• **Work to do**
**a.** List every programming language named in the Basic Stamp text.
**b.** Copy the Basic Stamp text word for word from "I am a new user" to "the latest 2px.".

• **Text provided**
+ + + +
I am a new user of basic stamp. I'm on a robotic project that needs me to control a servo motor using the encoder. The motor has to turn in exactly the same amount as the encoder, and the encoder is controlled by the user. I can achieve this using basic stamp but the response is a little slow; the motor started turning just a bit later after the user turns the encoder. Is there a way to obtain real-time response using basic stamp, or something close to real time? i would like to ask wat is the limit on the response speed of basic stamp, say for the latest 2px.

Thank you.

Kevin Wood
01-25-2006, 04:54 PM
I believe that the limitation here is the time it takes for the PBasic code to be interpreted. The faster stamps get more done in the same amount of time, so the response would be faster, but you might want to skip the Stamps, and use an SX. The SX can be clocked to 75 MHz, and can achieve 75 MIPS. You can program it in SX/B (Basic) or assembly.

For the Stamps, there is a spec sheet that you can download that lists the approx. # of instructions per second that the stamps will perform. The BS2 is ~4000, the Px is ~19,000. So you should see an increase of responsiveness. But for comparison, the Px uses an SX48 processor clocked at 32Mhz to give you the ~19,000 IPS. You could run the SX48 at 32MHz, and get 32 Mips. Or run it at 4MHz for 4Mips.
+ + + +
• **Supplied data**

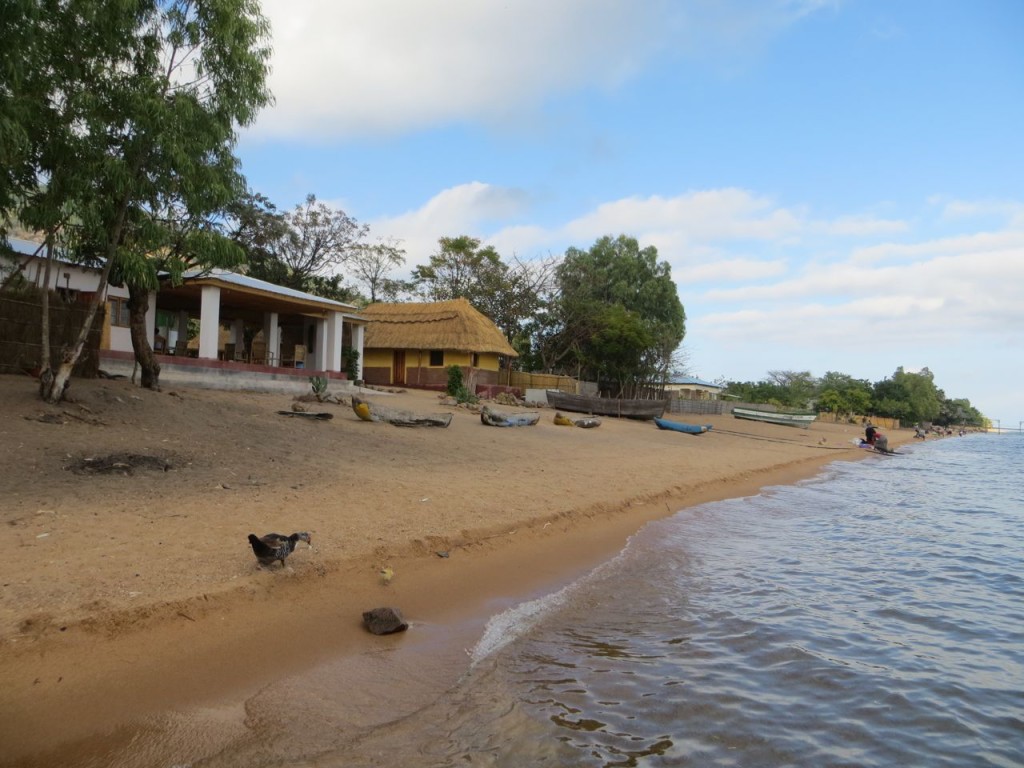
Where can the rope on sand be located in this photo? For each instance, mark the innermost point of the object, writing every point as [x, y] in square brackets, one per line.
[776, 439]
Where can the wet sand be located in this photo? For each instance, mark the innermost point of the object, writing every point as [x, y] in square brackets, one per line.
[133, 606]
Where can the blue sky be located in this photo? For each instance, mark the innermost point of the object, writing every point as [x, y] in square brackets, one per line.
[837, 185]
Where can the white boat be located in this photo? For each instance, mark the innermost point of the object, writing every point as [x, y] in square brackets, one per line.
[788, 418]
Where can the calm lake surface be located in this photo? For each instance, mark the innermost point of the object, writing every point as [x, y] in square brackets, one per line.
[871, 616]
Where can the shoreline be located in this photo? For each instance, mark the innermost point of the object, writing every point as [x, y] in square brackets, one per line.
[226, 645]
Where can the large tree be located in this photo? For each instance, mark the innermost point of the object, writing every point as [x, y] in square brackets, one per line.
[137, 102]
[609, 296]
[301, 249]
[371, 265]
[318, 239]
[462, 267]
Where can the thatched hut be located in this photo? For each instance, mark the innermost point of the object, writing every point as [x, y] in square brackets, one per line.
[414, 344]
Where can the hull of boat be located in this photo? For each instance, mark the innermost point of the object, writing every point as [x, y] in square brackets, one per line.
[678, 426]
[630, 409]
[786, 418]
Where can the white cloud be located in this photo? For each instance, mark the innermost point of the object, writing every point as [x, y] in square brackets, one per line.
[349, 68]
[460, 210]
[343, 68]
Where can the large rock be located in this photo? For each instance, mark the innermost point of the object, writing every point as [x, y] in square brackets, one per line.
[384, 621]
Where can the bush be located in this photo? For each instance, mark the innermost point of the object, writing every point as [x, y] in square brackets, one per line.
[457, 386]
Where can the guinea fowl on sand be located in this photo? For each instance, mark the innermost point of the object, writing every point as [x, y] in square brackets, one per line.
[275, 546]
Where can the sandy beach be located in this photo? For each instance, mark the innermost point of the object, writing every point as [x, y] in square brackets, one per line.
[133, 593]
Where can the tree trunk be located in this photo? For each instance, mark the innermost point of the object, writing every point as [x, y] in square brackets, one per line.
[138, 305]
[45, 371]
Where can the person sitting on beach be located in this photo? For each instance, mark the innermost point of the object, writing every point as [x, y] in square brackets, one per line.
[875, 438]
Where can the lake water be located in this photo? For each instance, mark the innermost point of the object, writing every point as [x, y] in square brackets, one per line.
[871, 616]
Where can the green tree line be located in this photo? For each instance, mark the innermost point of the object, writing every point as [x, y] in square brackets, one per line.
[911, 397]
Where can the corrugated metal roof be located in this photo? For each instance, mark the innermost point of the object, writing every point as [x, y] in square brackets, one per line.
[695, 382]
[244, 281]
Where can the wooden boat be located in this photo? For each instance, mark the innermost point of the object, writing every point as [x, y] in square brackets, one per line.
[587, 422]
[585, 403]
[787, 418]
[678, 426]
[508, 418]
[368, 411]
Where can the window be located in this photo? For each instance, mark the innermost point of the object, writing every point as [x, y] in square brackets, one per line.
[119, 312]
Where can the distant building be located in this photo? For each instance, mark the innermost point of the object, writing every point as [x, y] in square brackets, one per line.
[690, 388]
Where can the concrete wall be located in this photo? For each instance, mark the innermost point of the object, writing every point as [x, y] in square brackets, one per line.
[217, 375]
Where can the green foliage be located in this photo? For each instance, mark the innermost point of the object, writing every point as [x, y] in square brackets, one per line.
[318, 385]
[350, 359]
[616, 314]
[301, 249]
[123, 117]
[508, 294]
[371, 264]
[457, 386]
[911, 397]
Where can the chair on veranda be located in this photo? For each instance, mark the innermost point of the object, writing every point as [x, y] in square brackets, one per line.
[258, 353]
[297, 358]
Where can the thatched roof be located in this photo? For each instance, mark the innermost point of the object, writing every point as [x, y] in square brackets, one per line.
[440, 325]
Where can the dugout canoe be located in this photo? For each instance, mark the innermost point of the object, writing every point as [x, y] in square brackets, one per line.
[620, 407]
[678, 426]
[786, 418]
[368, 411]
[586, 422]
[508, 418]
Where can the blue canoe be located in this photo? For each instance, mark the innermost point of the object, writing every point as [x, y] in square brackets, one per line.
[678, 426]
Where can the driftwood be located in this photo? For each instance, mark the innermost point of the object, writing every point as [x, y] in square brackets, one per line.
[306, 415]
[371, 412]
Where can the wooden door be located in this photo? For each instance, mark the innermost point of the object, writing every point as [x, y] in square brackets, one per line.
[398, 368]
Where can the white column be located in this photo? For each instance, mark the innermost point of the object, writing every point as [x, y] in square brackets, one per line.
[182, 327]
[318, 351]
[209, 323]
[357, 346]
[332, 342]
[272, 335]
+ + + +
• **Worked solutions**
**a.**
PBasic
SX/B
assembly

**b.**
I am a new user of basic stamp. I'm on a robotic project that needs me to control a servo motor using the encoder. The motor has to turn in exactly the same amount as the encoder, and the encoder is controlled by the user. I can achieve this using basic stamp but the response is a little slow; the motor started turning just a bit later after the user turns the encoder. Is there a way to obtain real-time response using basic stamp, or something close to real time? i would like to ask wat is the limit on the response speed of basic stamp, say for the latest 2px.